● STATED EXERCISE:
Starting at the beginning of the data and ending at the line containing "xmin=78 ymin=57 xmax=366 ymax=550", list every non-blank line as a string in a JSON array, one string per line.

● RECORDS:
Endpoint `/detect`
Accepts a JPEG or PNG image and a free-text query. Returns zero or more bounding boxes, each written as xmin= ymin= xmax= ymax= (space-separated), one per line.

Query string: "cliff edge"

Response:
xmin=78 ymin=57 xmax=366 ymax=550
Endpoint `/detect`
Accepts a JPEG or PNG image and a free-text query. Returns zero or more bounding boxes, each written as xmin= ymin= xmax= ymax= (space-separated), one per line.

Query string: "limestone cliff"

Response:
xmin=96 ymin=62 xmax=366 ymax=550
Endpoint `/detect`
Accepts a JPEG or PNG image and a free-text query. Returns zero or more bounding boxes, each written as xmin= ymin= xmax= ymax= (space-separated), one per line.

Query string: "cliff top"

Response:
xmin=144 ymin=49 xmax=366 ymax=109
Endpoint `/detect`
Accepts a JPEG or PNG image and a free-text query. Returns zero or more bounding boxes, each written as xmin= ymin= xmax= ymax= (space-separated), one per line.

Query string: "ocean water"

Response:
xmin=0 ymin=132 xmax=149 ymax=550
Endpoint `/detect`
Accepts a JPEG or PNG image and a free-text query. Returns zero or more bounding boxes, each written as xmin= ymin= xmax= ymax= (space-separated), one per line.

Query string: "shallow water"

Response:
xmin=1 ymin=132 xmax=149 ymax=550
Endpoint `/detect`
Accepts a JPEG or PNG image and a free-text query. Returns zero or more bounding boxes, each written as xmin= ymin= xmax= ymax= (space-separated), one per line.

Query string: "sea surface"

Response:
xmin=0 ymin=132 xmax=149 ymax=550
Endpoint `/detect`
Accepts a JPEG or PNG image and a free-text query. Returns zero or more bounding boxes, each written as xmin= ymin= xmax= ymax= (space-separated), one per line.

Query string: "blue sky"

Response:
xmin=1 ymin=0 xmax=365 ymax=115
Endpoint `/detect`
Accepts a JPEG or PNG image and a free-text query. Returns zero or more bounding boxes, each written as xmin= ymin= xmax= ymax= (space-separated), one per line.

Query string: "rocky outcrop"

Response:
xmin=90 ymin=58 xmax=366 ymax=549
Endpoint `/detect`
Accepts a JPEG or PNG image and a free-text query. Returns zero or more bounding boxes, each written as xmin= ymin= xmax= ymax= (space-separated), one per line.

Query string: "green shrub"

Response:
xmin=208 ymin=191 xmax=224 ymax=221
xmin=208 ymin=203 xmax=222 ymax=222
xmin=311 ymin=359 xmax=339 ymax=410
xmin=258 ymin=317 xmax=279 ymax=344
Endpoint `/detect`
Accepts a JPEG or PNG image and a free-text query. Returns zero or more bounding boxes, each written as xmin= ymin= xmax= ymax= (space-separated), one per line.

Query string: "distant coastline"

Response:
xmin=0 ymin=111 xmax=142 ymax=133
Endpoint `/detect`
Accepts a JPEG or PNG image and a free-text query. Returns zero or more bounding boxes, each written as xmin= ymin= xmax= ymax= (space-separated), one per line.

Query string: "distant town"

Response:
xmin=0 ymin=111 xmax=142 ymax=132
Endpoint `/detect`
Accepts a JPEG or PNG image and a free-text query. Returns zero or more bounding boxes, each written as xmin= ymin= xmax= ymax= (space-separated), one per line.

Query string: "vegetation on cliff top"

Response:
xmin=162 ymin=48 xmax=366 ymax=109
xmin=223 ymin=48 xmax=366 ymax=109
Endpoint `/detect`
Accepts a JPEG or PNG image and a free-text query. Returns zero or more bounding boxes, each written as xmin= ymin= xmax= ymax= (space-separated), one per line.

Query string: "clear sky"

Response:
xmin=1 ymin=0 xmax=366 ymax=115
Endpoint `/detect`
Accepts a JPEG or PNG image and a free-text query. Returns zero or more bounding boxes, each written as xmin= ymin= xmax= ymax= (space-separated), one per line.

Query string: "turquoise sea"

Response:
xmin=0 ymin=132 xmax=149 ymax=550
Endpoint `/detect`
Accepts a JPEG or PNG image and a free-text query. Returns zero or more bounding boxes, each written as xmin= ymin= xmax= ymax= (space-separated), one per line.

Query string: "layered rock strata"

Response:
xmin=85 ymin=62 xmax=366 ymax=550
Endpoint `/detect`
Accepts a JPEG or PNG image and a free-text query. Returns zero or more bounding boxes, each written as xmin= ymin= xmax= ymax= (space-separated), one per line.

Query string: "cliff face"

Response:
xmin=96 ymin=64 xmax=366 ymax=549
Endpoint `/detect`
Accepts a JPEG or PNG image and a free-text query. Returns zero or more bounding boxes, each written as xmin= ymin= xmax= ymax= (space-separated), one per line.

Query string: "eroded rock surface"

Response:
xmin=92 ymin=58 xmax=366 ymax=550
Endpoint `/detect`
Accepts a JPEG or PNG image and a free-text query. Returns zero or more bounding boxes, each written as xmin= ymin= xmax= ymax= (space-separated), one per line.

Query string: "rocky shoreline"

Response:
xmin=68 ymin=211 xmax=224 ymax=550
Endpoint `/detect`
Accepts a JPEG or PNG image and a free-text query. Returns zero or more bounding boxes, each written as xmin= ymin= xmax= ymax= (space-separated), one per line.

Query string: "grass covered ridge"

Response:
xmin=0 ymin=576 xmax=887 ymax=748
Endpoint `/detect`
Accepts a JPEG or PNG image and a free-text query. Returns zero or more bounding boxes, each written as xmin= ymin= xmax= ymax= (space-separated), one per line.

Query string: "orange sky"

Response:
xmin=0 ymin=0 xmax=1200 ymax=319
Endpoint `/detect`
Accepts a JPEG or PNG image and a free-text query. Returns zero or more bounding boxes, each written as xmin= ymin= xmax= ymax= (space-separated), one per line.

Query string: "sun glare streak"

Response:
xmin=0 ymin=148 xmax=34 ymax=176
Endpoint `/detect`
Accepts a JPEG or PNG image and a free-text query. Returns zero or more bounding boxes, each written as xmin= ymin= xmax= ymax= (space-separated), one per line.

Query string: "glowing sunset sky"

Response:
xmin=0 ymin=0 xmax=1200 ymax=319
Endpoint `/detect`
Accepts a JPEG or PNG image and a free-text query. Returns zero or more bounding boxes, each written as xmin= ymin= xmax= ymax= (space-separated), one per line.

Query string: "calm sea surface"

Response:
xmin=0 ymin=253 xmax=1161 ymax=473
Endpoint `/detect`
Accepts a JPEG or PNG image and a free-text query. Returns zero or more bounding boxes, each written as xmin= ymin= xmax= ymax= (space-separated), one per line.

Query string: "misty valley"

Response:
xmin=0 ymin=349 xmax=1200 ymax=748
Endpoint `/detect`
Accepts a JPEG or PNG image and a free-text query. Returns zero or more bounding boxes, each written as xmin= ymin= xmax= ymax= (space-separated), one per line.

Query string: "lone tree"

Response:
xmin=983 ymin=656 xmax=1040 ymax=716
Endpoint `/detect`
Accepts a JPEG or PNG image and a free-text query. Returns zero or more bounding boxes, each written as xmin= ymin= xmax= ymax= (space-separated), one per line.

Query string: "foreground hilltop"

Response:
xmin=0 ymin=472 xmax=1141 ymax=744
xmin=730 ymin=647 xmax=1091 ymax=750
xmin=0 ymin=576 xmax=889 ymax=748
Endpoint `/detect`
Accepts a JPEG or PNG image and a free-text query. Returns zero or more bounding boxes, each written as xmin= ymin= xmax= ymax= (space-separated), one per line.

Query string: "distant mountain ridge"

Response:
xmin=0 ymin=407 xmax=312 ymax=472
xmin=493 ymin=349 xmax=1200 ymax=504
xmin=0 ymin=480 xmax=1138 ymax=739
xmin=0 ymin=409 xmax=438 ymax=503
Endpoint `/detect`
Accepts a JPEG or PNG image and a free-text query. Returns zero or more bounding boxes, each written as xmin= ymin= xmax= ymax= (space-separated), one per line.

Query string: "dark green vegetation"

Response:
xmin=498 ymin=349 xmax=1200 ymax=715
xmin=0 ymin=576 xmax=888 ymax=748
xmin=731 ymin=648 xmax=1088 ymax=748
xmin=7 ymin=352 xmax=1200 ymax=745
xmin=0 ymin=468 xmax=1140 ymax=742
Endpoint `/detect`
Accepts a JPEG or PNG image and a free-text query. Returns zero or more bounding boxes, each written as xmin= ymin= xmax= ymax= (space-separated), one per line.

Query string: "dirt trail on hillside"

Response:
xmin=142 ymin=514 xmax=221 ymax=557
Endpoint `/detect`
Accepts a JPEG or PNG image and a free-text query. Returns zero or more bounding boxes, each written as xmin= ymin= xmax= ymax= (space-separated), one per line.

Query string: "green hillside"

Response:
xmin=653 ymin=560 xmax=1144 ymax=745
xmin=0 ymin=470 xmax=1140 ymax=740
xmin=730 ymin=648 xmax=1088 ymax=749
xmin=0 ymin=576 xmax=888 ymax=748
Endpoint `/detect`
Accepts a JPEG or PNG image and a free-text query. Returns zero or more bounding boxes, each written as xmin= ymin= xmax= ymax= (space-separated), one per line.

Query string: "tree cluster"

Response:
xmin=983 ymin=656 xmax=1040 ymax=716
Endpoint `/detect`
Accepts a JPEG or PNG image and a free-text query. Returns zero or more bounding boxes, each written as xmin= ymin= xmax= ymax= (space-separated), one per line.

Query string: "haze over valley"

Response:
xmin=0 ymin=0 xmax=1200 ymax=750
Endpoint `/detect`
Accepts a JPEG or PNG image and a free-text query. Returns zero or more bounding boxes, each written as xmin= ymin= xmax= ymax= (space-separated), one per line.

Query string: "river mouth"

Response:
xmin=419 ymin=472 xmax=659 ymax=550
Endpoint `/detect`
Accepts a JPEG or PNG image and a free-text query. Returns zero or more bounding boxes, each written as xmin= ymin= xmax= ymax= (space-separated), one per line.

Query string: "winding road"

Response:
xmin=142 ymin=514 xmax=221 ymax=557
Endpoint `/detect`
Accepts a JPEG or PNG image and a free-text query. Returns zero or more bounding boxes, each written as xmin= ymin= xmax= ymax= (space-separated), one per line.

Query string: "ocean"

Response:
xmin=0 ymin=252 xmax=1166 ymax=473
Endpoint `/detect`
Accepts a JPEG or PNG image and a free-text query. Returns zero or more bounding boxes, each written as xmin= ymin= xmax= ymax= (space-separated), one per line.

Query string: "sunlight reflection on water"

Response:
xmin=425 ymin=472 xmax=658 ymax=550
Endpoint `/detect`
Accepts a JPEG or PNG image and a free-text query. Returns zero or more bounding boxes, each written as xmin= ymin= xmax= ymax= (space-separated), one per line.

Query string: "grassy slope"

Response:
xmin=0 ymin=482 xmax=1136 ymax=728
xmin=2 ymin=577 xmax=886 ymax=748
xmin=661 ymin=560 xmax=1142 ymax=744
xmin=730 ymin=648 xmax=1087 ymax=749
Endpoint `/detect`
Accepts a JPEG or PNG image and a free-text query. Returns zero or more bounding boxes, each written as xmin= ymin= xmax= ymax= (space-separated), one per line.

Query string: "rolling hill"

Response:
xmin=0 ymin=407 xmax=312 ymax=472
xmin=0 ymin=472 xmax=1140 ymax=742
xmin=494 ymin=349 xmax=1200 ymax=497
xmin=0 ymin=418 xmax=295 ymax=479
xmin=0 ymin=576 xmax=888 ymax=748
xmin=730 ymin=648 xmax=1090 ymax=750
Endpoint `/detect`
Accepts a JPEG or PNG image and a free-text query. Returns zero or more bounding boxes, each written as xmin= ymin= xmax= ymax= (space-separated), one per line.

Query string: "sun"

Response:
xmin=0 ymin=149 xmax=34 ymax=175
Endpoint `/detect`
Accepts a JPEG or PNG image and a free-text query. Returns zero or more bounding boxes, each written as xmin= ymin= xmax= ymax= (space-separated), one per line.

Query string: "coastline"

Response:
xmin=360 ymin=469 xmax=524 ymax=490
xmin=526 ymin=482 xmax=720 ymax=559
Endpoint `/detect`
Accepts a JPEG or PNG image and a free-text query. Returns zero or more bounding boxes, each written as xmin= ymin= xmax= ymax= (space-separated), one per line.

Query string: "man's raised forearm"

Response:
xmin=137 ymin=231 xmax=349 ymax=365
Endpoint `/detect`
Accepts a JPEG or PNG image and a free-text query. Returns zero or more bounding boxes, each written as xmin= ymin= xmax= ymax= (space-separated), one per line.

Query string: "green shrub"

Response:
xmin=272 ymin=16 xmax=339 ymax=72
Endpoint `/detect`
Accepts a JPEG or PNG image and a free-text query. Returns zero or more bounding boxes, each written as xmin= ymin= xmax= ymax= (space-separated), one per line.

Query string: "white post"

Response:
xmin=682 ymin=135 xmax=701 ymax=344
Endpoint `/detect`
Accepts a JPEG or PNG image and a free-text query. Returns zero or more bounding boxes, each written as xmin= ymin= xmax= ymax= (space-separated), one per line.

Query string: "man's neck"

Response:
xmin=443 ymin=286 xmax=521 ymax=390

● RESULT OF THE TASK:
[
  "Endpoint `/detect`",
  "Accepts a JPEG or PNG image and a free-text query. Returns zero or more bounding boxes, each written as xmin= ymin= xmax= ymax= (space-separated), one per line.",
  "Query string: \"cliff edge\"",
  "Response:",
  "xmin=78 ymin=57 xmax=366 ymax=550"
]